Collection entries
# # # # # # #

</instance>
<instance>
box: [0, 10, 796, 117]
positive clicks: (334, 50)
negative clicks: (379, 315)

# # # # # # #

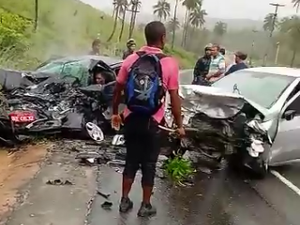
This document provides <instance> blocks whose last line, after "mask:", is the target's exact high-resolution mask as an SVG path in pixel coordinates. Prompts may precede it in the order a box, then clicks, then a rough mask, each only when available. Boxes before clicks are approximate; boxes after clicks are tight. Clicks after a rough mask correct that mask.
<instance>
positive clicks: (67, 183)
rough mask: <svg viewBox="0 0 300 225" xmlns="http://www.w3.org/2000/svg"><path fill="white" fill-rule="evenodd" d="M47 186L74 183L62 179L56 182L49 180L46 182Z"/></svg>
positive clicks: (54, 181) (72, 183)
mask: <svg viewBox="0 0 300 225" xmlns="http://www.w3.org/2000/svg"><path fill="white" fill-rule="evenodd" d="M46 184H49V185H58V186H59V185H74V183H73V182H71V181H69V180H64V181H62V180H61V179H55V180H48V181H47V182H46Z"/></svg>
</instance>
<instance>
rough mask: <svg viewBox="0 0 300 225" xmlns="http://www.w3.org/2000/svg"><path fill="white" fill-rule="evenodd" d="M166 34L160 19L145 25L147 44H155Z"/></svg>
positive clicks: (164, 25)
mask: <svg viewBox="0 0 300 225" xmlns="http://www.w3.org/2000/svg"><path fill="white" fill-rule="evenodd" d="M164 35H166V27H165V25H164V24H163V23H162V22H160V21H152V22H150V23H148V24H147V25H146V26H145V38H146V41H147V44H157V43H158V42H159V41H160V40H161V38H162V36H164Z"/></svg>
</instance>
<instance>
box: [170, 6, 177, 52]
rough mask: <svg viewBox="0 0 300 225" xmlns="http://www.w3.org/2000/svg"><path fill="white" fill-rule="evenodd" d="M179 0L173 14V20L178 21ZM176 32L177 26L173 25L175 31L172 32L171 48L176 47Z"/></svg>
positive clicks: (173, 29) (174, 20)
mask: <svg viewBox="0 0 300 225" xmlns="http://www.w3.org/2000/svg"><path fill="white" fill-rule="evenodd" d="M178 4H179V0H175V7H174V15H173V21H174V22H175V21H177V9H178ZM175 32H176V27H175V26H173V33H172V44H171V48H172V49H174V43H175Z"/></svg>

# # # # # # #

» **PROBLEM TO SOLVE**
Collect each line of the data that contains the string "clicks".

» **WRITTEN REPLY**
positive clicks: (334, 50)
negative clicks: (379, 315)
This document provides <instance> blocks whose last line, after "mask:", is the target's exact high-resolution mask as an SVG path in pixel coordinates. Prompts may precede it in the order a box, then clicks, then a rough mask, each only when available. Boxes before clicks are approximate; boxes after clicks are tight. Clicks after a rough mask correct that mask.
positive clicks: (67, 183)
positive clicks: (54, 181) (72, 183)
positive clicks: (164, 25)
positive clicks: (173, 29) (174, 20)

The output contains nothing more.